[Bounding-box data]
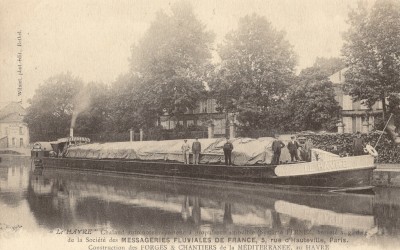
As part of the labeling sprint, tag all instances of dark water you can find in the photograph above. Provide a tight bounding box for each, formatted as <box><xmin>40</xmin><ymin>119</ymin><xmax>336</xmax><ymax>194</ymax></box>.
<box><xmin>0</xmin><ymin>157</ymin><xmax>400</xmax><ymax>250</ymax></box>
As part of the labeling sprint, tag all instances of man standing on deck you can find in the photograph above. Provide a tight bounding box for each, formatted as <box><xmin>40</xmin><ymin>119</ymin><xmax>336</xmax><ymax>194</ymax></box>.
<box><xmin>192</xmin><ymin>138</ymin><xmax>201</xmax><ymax>165</ymax></box>
<box><xmin>224</xmin><ymin>137</ymin><xmax>233</xmax><ymax>166</ymax></box>
<box><xmin>271</xmin><ymin>135</ymin><xmax>285</xmax><ymax>165</ymax></box>
<box><xmin>288</xmin><ymin>136</ymin><xmax>299</xmax><ymax>162</ymax></box>
<box><xmin>353</xmin><ymin>131</ymin><xmax>365</xmax><ymax>156</ymax></box>
<box><xmin>181</xmin><ymin>139</ymin><xmax>190</xmax><ymax>164</ymax></box>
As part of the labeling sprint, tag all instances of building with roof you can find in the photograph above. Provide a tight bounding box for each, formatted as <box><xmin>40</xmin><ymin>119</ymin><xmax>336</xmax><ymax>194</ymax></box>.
<box><xmin>329</xmin><ymin>68</ymin><xmax>383</xmax><ymax>133</ymax></box>
<box><xmin>0</xmin><ymin>102</ymin><xmax>29</xmax><ymax>148</ymax></box>
<box><xmin>160</xmin><ymin>98</ymin><xmax>229</xmax><ymax>137</ymax></box>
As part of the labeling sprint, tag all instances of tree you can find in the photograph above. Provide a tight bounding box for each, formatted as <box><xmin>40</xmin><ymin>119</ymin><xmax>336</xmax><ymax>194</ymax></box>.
<box><xmin>24</xmin><ymin>73</ymin><xmax>83</xmax><ymax>141</ymax></box>
<box><xmin>310</xmin><ymin>57</ymin><xmax>346</xmax><ymax>77</ymax></box>
<box><xmin>131</xmin><ymin>1</ymin><xmax>213</xmax><ymax>122</ymax></box>
<box><xmin>210</xmin><ymin>14</ymin><xmax>296</xmax><ymax>128</ymax></box>
<box><xmin>74</xmin><ymin>82</ymin><xmax>111</xmax><ymax>137</ymax></box>
<box><xmin>343</xmin><ymin>0</ymin><xmax>400</xmax><ymax>119</ymax></box>
<box><xmin>285</xmin><ymin>67</ymin><xmax>340</xmax><ymax>131</ymax></box>
<box><xmin>106</xmin><ymin>74</ymin><xmax>148</xmax><ymax>133</ymax></box>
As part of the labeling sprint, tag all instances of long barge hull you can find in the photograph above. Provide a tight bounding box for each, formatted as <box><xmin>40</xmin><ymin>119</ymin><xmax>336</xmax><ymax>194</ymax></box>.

_Required work:_
Reproduce the data above line for line, leaving out the pictures.

_Exercise response:_
As part of the labeling sprint, tag all instances of dark water you can find in the photograph above. Provide a tight bounding box for each, formatted as <box><xmin>40</xmin><ymin>119</ymin><xmax>336</xmax><ymax>194</ymax></box>.
<box><xmin>0</xmin><ymin>157</ymin><xmax>400</xmax><ymax>250</ymax></box>
As part of the labeling sprint, tag all instances of man standing on deck you can find in the photograph above. Provide a tight bounding box for each, formatted as <box><xmin>40</xmin><ymin>119</ymin><xmax>336</xmax><ymax>194</ymax></box>.
<box><xmin>192</xmin><ymin>138</ymin><xmax>201</xmax><ymax>165</ymax></box>
<box><xmin>224</xmin><ymin>137</ymin><xmax>233</xmax><ymax>166</ymax></box>
<box><xmin>271</xmin><ymin>135</ymin><xmax>285</xmax><ymax>165</ymax></box>
<box><xmin>288</xmin><ymin>136</ymin><xmax>299</xmax><ymax>162</ymax></box>
<box><xmin>353</xmin><ymin>131</ymin><xmax>365</xmax><ymax>156</ymax></box>
<box><xmin>181</xmin><ymin>139</ymin><xmax>190</xmax><ymax>164</ymax></box>
As part of the labeling sprint, tag all instances of building with roof you can find in the photograph above. Provide a tight bounding box for each, formatted as <box><xmin>40</xmin><ymin>119</ymin><xmax>336</xmax><ymax>194</ymax></box>.
<box><xmin>329</xmin><ymin>68</ymin><xmax>383</xmax><ymax>133</ymax></box>
<box><xmin>0</xmin><ymin>102</ymin><xmax>29</xmax><ymax>148</ymax></box>
<box><xmin>160</xmin><ymin>98</ymin><xmax>229</xmax><ymax>137</ymax></box>
As part of the labeling sprint, tag all instances of tree you can find in the photograph above. Provide a tight bounding box for each, formatted as <box><xmin>40</xmin><ymin>119</ymin><xmax>336</xmax><ymax>194</ymax></box>.
<box><xmin>24</xmin><ymin>73</ymin><xmax>83</xmax><ymax>141</ymax></box>
<box><xmin>310</xmin><ymin>57</ymin><xmax>346</xmax><ymax>77</ymax></box>
<box><xmin>131</xmin><ymin>1</ymin><xmax>213</xmax><ymax>122</ymax></box>
<box><xmin>210</xmin><ymin>14</ymin><xmax>296</xmax><ymax>128</ymax></box>
<box><xmin>74</xmin><ymin>82</ymin><xmax>111</xmax><ymax>137</ymax></box>
<box><xmin>343</xmin><ymin>0</ymin><xmax>400</xmax><ymax>119</ymax></box>
<box><xmin>285</xmin><ymin>67</ymin><xmax>340</xmax><ymax>131</ymax></box>
<box><xmin>106</xmin><ymin>74</ymin><xmax>148</xmax><ymax>133</ymax></box>
As part of the labeling sprint, tag all instances of long barge hull you can find in the photograph above. Provide a tight bounding box for each, formatted as <box><xmin>40</xmin><ymin>119</ymin><xmax>336</xmax><ymax>194</ymax></box>.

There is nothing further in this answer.